● **EXERCISE**
Can you write out all the lines word for word, with no pictures?

● **DATA SUPPLIED**

---------------

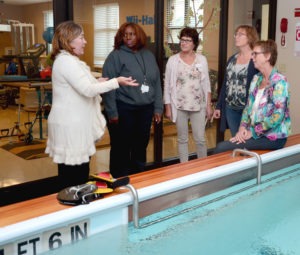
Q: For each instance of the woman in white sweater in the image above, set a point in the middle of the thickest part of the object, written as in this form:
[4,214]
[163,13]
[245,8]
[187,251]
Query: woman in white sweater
[75,121]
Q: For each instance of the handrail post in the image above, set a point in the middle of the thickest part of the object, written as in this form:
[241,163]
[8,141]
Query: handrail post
[135,205]
[258,159]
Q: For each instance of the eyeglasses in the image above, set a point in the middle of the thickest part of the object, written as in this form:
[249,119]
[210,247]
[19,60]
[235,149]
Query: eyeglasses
[239,34]
[127,35]
[255,53]
[186,40]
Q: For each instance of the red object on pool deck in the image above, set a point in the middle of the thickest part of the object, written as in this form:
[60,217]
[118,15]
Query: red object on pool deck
[47,72]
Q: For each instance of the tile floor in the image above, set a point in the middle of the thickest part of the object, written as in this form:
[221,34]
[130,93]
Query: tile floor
[15,170]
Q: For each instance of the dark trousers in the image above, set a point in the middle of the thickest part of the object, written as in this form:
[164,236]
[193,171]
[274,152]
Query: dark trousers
[129,139]
[71,175]
[262,143]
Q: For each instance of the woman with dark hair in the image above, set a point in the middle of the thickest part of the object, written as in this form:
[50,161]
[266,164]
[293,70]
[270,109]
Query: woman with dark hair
[130,110]
[239,73]
[75,121]
[265,123]
[187,93]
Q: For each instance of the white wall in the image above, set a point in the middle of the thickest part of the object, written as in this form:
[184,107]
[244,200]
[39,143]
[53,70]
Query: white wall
[287,63]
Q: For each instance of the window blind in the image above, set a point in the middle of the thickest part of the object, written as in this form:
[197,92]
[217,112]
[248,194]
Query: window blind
[106,24]
[179,16]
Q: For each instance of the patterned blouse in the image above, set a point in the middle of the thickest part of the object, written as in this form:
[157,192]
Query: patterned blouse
[236,84]
[190,94]
[272,117]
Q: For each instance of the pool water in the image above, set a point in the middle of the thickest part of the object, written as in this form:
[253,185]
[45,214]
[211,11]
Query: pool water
[261,220]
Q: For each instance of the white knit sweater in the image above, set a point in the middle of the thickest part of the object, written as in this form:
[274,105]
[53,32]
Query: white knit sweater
[75,121]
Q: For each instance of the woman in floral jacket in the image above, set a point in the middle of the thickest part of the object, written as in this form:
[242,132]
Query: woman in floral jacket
[265,123]
[187,93]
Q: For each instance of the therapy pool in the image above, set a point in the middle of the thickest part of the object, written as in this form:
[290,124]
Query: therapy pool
[218,210]
[244,219]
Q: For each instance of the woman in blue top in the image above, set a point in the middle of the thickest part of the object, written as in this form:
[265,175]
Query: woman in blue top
[239,73]
[130,111]
[265,123]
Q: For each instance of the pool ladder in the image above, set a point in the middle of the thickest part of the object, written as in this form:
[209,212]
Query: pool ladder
[258,159]
[135,204]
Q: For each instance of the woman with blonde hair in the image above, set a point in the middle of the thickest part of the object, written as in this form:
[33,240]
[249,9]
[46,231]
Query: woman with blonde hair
[239,73]
[75,121]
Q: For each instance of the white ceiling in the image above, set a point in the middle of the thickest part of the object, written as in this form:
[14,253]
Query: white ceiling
[24,2]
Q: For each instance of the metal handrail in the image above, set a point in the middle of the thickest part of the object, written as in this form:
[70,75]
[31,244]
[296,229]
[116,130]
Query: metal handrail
[258,159]
[135,205]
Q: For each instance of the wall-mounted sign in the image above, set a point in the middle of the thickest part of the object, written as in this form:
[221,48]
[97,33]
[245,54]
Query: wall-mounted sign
[143,20]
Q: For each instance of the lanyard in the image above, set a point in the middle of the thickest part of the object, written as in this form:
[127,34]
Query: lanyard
[142,66]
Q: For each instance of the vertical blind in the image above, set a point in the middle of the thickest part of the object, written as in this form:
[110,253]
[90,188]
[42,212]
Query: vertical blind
[48,22]
[179,15]
[106,24]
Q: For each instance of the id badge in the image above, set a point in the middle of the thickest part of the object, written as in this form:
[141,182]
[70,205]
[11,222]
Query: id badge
[145,88]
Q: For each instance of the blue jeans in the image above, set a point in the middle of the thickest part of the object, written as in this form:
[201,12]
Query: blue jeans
[262,143]
[233,118]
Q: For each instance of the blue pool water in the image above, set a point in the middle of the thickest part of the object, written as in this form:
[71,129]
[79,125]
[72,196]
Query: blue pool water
[261,220]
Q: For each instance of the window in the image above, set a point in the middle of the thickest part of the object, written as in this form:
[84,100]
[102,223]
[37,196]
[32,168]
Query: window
[106,24]
[182,13]
[48,22]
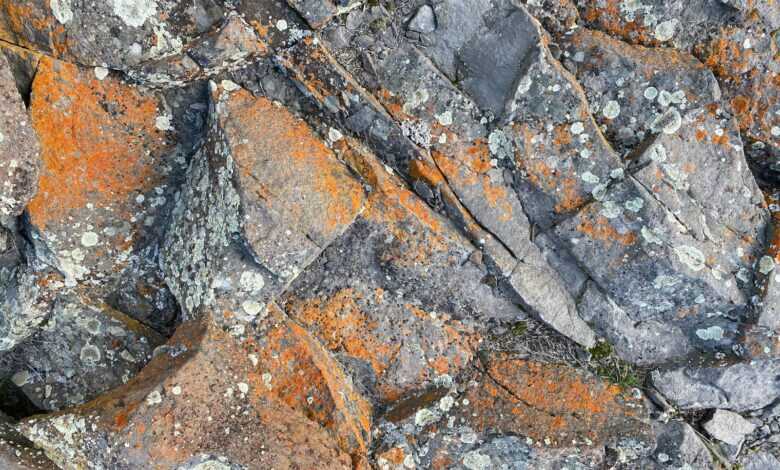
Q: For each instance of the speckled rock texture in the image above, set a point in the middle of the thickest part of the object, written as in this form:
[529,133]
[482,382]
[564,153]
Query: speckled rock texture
[389,234]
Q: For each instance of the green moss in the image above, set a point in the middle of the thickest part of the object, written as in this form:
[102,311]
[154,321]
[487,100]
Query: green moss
[609,367]
[519,328]
[601,350]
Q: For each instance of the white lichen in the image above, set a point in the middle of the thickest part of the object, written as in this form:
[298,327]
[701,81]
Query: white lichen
[61,10]
[134,12]
[611,109]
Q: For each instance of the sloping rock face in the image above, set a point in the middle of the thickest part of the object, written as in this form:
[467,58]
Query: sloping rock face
[465,234]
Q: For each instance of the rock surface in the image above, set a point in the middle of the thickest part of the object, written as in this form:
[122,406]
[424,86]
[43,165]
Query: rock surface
[389,234]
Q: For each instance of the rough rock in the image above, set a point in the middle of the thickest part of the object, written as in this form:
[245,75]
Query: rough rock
[740,387]
[498,417]
[261,172]
[103,180]
[728,427]
[679,445]
[760,461]
[201,394]
[80,352]
[406,283]
[19,148]
[17,452]
[118,34]
[315,12]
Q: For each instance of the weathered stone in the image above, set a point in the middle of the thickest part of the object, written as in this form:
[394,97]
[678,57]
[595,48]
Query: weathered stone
[119,34]
[520,413]
[644,82]
[280,189]
[200,395]
[424,21]
[760,461]
[397,304]
[19,148]
[680,216]
[316,12]
[555,404]
[103,180]
[678,445]
[26,297]
[739,387]
[736,45]
[80,352]
[18,453]
[728,427]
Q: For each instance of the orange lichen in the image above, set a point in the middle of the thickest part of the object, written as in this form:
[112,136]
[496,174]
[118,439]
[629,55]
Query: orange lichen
[600,229]
[299,156]
[545,401]
[95,137]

---------------

● **FULL SOLUTION**
Q: For each instance of the woman in white sweater in the image above, set a point in the middle of the thickest part of the object, written as in this form:
[4,214]
[163,13]
[245,8]
[187,251]
Query: woman in white sweater
[75,121]
Q: For each instance of the handrail post in the image above, set a point in the middle of the thickest part of the object, written as in this form:
[241,163]
[8,141]
Query: handrail post
[135,205]
[258,159]
Q: For each instance of the eyeglasses in the image above, set a point in the middle of the thickest part of the object, written as in this form:
[249,119]
[210,247]
[19,60]
[235,149]
Query: eyeglasses
[239,34]
[127,35]
[255,53]
[186,40]
Q: For each instance of the red object on pool deck in the image above, set a point in the middle of the thickest part of the object, written as in this form:
[60,217]
[118,15]
Query: red object on pool deck
[47,72]
Q: For each instance of the tile floor in the image above, set a point in the middle of the thickest part of the object, written as in this form:
[221,34]
[130,93]
Query: tile floor
[15,170]
Q: For each instance of the dark trousers in the image above, set a point in the middle of the thickest part of the object, written as in this form:
[164,236]
[193,171]
[274,152]
Query: dark trousers
[129,139]
[71,175]
[262,143]
Q: For each instance of the woman with dark hair in the image above, set a point in the middle of the thickest part of the object, written as in this form:
[50,161]
[266,164]
[293,70]
[270,109]
Query: woman with dark hair
[130,110]
[239,73]
[75,121]
[265,123]
[187,93]
Q: For each instance of the white wall in the image above, set a point in the middle of the thickest part of the object, written as in this form:
[184,107]
[244,200]
[39,143]
[53,70]
Query: white wall
[287,63]
Q: For each instance of the window blind in the image above, set a point in the middle of the thickest part of the object, written as in this form:
[197,92]
[217,112]
[248,194]
Query: window blind
[106,24]
[179,16]
Q: For each instance of the patterned blouse in the image above, set a point in the middle of the thickest part of the object, written as in this form:
[157,192]
Query: patterned blouse
[236,84]
[190,94]
[272,117]
Q: For each instance of the pool water in the image above, set a point in the middle of the thickest part of the object, written as in this form:
[253,185]
[45,214]
[211,11]
Query: pool water
[261,220]
Q: For each instance of the white knit sweater in the image above, set a point in the middle of the thickest part of the object, written as in this form:
[274,105]
[53,32]
Query: white knit sweater
[75,121]
Q: For each instance of the woman in floral jacket in the image above, set a point in the middle of the thickest part of the object, written as in this form:
[242,132]
Query: woman in floral jacket
[265,123]
[187,93]
Q: For each instance of the therapy pool in the image above, set a point in the middle of the thickest part of the object, written as in this form:
[290,124]
Query: therapy pool
[218,210]
[244,219]
Q: For each instance of the woman in blue top in the image above, set a point in the middle of the thickest part of the object, written as in this form:
[265,175]
Query: woman in blue top
[239,73]
[130,111]
[265,123]
Q: For each instance of the pool ladder in the image above, set a point in the middle of the thickest part of the object, written as in this form:
[209,212]
Query: pool ladder
[258,159]
[135,204]
Q: For each instance of the woman with blonde hair in the image above, set a point in the middle of the thickest part of the object, written as in this form:
[33,240]
[249,9]
[46,231]
Query: woman with blonde hair
[239,73]
[75,121]
Q: For each instance of the white ceiling in the image above, set a point in the middle of the thickest part of the object, written as in this form:
[14,253]
Query: white ceiling
[24,2]
Q: For each instance of the metal handrail in the image above, set a point in the middle of the thickest part of the object, written as in this form:
[70,75]
[31,244]
[296,229]
[116,130]
Query: metal handrail
[258,159]
[135,205]
Q: For each instance of the wall-mounted sign in the image above, set a point in the middle of the thickest part of the object, written as in this form:
[221,48]
[97,33]
[245,54]
Query: wall-mounted sign
[143,20]
Q: For each instance of the lanyard in the image above, set a point in the middle of the thickest part of the object, written as in this form:
[127,34]
Query: lanyard
[142,66]
Q: For each instance of the vertical blind in the image above, set a point in the middle of the thickest part of the object, written as in this form:
[110,253]
[90,188]
[42,212]
Query: vertical blind
[48,22]
[179,15]
[106,24]
Q: For each instance of the id badge in the image above, set a point in the middle of the thickest part of the object, written as in this form:
[141,182]
[70,205]
[11,222]
Query: id badge
[145,88]
Q: For each instance of the blue jeans in the image above, set a point in the middle of the thickest part of the object, written as in this form:
[201,12]
Query: blue jeans
[262,143]
[233,118]
Q: For each instance of the blue pool water in the image above, set a point in the middle of the thickest part of the object, written as in this form:
[71,129]
[79,125]
[72,196]
Query: blue pool water
[261,220]
Q: For each instance of the window in the image above, set a point in the middle of the thickest part of the object, written as in this form:
[84,100]
[102,223]
[37,196]
[32,168]
Query: window
[106,24]
[182,13]
[48,22]
Q: For each instance of the speckled rock texture in the image above, set a point in the middle of the thickest part of the object, written as in this form:
[529,133]
[482,382]
[564,153]
Query: speckled rock texture
[389,234]
Q: For each instance of the green moss in the image above, set a point in the middle of the thickest part of the object, written as in this form:
[102,311]
[154,321]
[487,100]
Query: green moss
[609,367]
[519,328]
[601,350]
Q: For each instance of the white lichen in the image above, set a point in the middle of the thickest part of the object, written as in this form:
[298,327]
[701,81]
Query: white lichen
[61,10]
[134,12]
[611,109]
Q: For each instance of the sloping rock face in the image above, set a point in the middle of the thickest part of the object, written as in this form:
[467,58]
Query: sloping rock face
[465,234]
Q: For each instance of the rock surface in the image above, set a point in the middle of the thickest part of the object, written as in this form:
[122,406]
[424,86]
[43,165]
Query: rock surface
[389,234]
Q: For each instance of the rough rock in the image above, set a point in the middle of the thickest part of the object, written as in this form:
[245,75]
Query: rough rock
[740,387]
[498,417]
[261,172]
[103,180]
[728,427]
[679,445]
[760,461]
[201,394]
[80,352]
[406,283]
[19,148]
[17,452]
[118,34]
[315,12]
Q: For each instance of the weathered stone in the image above, set a point in the middle of the thickest part of the object, written as in this form:
[394,97]
[678,57]
[595,48]
Query: weathered stone
[119,34]
[520,413]
[644,82]
[280,189]
[200,395]
[424,21]
[760,461]
[397,304]
[19,148]
[680,216]
[316,12]
[555,404]
[103,180]
[678,445]
[26,297]
[739,387]
[736,45]
[80,352]
[18,453]
[728,427]
Q: For each instance of the orange lichen in the image above, set a point in the middle of the thickest part of the object, written as in this form:
[112,136]
[496,174]
[118,439]
[629,55]
Query: orange lichen
[600,229]
[299,156]
[545,401]
[95,137]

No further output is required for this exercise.